━━━━━ EXCERPTED DATA

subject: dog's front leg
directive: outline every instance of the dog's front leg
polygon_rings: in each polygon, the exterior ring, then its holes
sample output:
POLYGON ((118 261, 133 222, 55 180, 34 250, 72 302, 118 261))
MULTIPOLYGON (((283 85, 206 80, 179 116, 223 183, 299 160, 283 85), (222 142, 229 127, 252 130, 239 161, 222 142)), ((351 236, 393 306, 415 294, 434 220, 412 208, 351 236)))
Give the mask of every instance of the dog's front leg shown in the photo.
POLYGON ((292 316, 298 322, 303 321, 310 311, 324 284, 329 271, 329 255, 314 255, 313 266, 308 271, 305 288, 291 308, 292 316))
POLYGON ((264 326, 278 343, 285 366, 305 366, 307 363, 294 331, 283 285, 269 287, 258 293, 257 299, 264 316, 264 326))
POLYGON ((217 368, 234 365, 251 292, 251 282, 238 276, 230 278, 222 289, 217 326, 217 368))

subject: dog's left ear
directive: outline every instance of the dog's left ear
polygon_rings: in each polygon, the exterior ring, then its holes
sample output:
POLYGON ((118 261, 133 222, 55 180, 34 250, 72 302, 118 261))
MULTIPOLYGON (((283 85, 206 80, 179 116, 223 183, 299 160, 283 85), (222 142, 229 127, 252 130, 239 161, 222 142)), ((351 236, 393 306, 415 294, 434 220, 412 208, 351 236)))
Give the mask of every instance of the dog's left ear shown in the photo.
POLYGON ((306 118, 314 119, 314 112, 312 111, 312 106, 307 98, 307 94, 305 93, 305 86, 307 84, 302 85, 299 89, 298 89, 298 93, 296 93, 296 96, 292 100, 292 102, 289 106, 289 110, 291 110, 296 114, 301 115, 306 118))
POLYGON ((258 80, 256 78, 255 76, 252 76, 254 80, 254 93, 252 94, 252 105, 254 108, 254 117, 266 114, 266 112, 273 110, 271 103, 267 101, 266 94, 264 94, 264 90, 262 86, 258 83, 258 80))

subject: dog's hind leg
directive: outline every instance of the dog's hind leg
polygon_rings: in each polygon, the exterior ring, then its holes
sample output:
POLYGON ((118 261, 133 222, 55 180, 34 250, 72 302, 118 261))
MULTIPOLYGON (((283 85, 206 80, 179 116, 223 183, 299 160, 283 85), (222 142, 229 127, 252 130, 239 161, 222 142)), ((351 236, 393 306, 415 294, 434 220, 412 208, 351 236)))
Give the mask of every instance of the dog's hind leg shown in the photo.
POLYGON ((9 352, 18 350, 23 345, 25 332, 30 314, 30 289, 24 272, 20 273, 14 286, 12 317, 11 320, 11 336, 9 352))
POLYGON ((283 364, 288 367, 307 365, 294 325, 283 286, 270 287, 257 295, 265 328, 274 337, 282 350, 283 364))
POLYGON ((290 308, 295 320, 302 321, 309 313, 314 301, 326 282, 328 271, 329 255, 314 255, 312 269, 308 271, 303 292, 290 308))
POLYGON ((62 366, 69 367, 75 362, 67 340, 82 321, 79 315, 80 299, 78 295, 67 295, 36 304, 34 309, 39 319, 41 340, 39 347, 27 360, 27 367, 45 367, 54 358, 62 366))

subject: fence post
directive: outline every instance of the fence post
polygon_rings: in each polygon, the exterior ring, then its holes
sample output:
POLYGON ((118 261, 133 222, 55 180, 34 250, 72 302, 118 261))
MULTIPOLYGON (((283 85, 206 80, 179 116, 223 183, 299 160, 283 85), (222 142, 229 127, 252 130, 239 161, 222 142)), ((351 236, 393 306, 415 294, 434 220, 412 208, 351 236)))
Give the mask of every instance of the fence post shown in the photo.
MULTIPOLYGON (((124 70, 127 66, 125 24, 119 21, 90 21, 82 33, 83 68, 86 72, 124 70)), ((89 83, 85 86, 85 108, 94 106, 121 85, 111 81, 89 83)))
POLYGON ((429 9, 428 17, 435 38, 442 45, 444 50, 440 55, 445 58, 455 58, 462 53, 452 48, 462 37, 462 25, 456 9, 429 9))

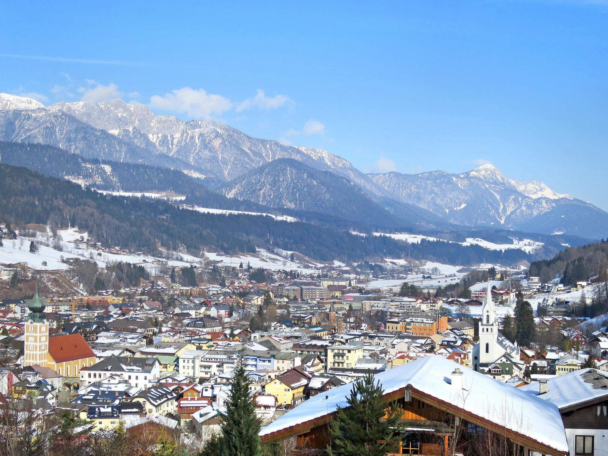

━━━━━━━━━━

**WHAT THIS TASK INVOLVES:** Could you repeat all of the data above word for word, leaving out the picture?

**OUTPUT FOR THIS TASK:**
subject: dog's front leg
directive: outline every instance of the dog's front leg
polygon_rings: in each polygon, the exterior ring, then its holes
sample output:
POLYGON ((118 261, 133 222, 55 180, 34 250, 72 302, 118 261))
MULTIPOLYGON (((283 85, 206 80, 179 116, 223 183, 299 160, 283 85), (222 142, 229 127, 252 130, 239 161, 222 142)), ((351 236, 393 306, 415 294, 434 220, 412 208, 351 236)))
Give the mask of every instance of the dog's front leg shown in the photo.
POLYGON ((292 316, 298 322, 303 321, 310 311, 324 284, 329 271, 329 255, 314 255, 313 266, 308 271, 305 288, 291 308, 292 316))
POLYGON ((264 326, 278 343, 285 366, 305 366, 307 363, 294 331, 283 285, 269 287, 258 293, 257 299, 264 316, 264 326))
POLYGON ((217 368, 234 365, 251 292, 251 282, 238 276, 230 278, 222 289, 217 326, 217 368))

subject: dog's left ear
directive: outline every instance of the dog's left ear
polygon_rings: in each polygon, the exterior ring, then its holes
sample output:
POLYGON ((118 261, 133 222, 55 180, 34 250, 72 302, 118 261))
MULTIPOLYGON (((283 85, 206 80, 179 116, 223 183, 299 160, 283 85), (222 142, 229 127, 252 130, 239 161, 222 142)), ((351 236, 393 306, 415 294, 434 220, 412 208, 351 236)))
Give the mask of every instance of the dog's left ear shown in the photo.
POLYGON ((306 118, 314 119, 314 112, 312 111, 312 106, 307 98, 307 94, 305 93, 305 86, 307 84, 302 85, 299 89, 298 89, 298 93, 296 93, 296 96, 292 100, 292 102, 289 106, 289 110, 291 110, 296 114, 301 115, 306 118))
POLYGON ((258 80, 256 78, 255 76, 252 76, 254 80, 254 93, 252 94, 252 105, 254 108, 254 117, 266 114, 266 112, 273 110, 271 103, 267 101, 266 94, 264 94, 264 90, 262 86, 258 83, 258 80))

subject: dog's hind leg
directive: outline every instance of the dog's hind leg
polygon_rings: in each polygon, the exterior ring, then its holes
sample output:
POLYGON ((118 261, 133 222, 55 180, 34 250, 72 302, 118 261))
MULTIPOLYGON (((283 85, 206 80, 179 116, 223 183, 299 160, 283 85), (222 142, 229 127, 252 130, 239 161, 222 142)), ((351 236, 393 306, 415 294, 434 220, 412 208, 351 236)))
Give the mask of every instance of the dog's hind leg shown in the photo.
POLYGON ((9 352, 18 350, 23 345, 25 332, 30 314, 30 289, 24 272, 20 273, 14 286, 12 317, 11 320, 11 336, 9 352))
POLYGON ((283 364, 288 367, 307 365, 294 325, 283 286, 270 287, 257 295, 265 328, 274 337, 282 350, 283 364))
POLYGON ((290 308, 295 320, 302 321, 309 313, 314 301, 326 282, 328 271, 329 255, 314 255, 312 269, 308 271, 303 292, 290 308))
POLYGON ((62 366, 69 367, 75 362, 67 340, 82 321, 79 315, 80 299, 78 295, 67 295, 36 304, 34 309, 39 319, 41 340, 39 347, 27 360, 27 367, 45 367, 54 358, 62 366))

subject: fence post
directive: outline every instance of the fence post
polygon_rings: in each polygon, the exterior ring, then its holes
sample output:
POLYGON ((118 261, 133 222, 55 180, 34 250, 72 302, 118 261))
MULTIPOLYGON (((283 85, 206 80, 179 116, 223 183, 299 160, 283 85), (222 142, 229 127, 252 130, 239 161, 222 142)), ((351 236, 393 306, 415 294, 434 220, 412 208, 351 236)))
Give the mask of every instance of the fence post shown in the photo.
MULTIPOLYGON (((124 70, 127 66, 125 24, 119 21, 90 21, 82 33, 83 68, 86 72, 124 70)), ((89 83, 85 86, 85 108, 94 106, 121 85, 111 81, 89 83)))
POLYGON ((429 9, 428 17, 435 38, 442 45, 444 50, 440 55, 445 58, 455 58, 462 53, 452 48, 462 37, 462 25, 456 9, 429 9))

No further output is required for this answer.